§ **GIVEN INSTRUCTION 1**
In the entries, lay out as a numbered list the lines running from the one with "Task: set one pin on each instance of the white" through the end of the entries, both included, and leave out blank lines.

§ **SUPPLIED PASSAGE**
Test on IE and Edge as well. IE11 gets security updates until Windows 10 stops being supported, but MS would prefer Edge was used and the UI pushes users to Edge rather than IE, so it’s up to you to decide whether you need to support it or not. Some knowledge of what users of the site are viewing the site on is useful, going forwards, Google Analytics can be used to find this out.
Chrome’s mobile emulator is good, and can often suffice. It’s useful to be able to test on Phones as well if you want to be sure. Chrome lets you plug in a phone/tablet and debug Android. For IOS ideally you want access to a Mac so you can use Safari to debug, but simply viewing the site on an iPhone/iPad and testing it that way is often enough. If your serious, pick up a cheap old phone (Android if you own an iPhone, or vice versa), upgrade the OS, and use it for testing.

§ **GIVEN INSTRUCTION 2**
Answer these from the browser testing advice:
(a) Until when does IE11 get security updates?
(b) What tool can show what users are viewing the site on?
(c) For iOS, what do you ideally want access to, and why?

§ **Labeled-object pointing entries**

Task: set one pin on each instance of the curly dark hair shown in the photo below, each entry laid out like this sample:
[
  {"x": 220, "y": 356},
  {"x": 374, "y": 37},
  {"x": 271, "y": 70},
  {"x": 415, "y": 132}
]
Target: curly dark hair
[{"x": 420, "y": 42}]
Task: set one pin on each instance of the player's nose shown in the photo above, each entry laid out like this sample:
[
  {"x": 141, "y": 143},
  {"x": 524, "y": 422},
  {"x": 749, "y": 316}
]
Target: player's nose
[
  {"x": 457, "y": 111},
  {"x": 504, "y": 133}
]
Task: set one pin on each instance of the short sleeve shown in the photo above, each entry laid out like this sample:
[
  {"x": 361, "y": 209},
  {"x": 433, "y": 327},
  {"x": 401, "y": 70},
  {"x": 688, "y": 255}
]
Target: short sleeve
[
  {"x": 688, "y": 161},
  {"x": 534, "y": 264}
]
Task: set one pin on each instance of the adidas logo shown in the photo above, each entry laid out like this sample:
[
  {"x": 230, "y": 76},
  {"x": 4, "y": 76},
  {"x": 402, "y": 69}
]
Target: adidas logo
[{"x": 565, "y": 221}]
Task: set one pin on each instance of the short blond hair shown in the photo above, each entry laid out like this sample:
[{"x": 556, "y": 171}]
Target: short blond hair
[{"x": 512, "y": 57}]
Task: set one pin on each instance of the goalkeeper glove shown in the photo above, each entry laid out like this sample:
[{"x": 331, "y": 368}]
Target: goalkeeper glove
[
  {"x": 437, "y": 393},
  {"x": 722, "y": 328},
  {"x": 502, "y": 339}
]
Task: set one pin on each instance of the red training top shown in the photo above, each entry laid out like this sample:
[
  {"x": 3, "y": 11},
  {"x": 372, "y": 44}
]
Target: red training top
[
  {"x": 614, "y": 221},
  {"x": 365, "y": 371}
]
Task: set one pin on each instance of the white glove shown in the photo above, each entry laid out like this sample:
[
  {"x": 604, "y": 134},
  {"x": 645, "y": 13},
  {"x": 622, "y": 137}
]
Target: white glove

§ **TASK RESPONSE 1**
1. Task: set one pin on each instance of the white glove shown in the photo above, each entry laid out like this sample:
2. [
3.   {"x": 604, "y": 134},
4.   {"x": 645, "y": 13},
5.   {"x": 622, "y": 137}
6. ]
7. Target: white glove

§ **TASK RESPONSE 2**
(a) Until Windows 10 stops being supported.
(b) Google Analytics.
(c) A Mac, so you can use Safari to debug.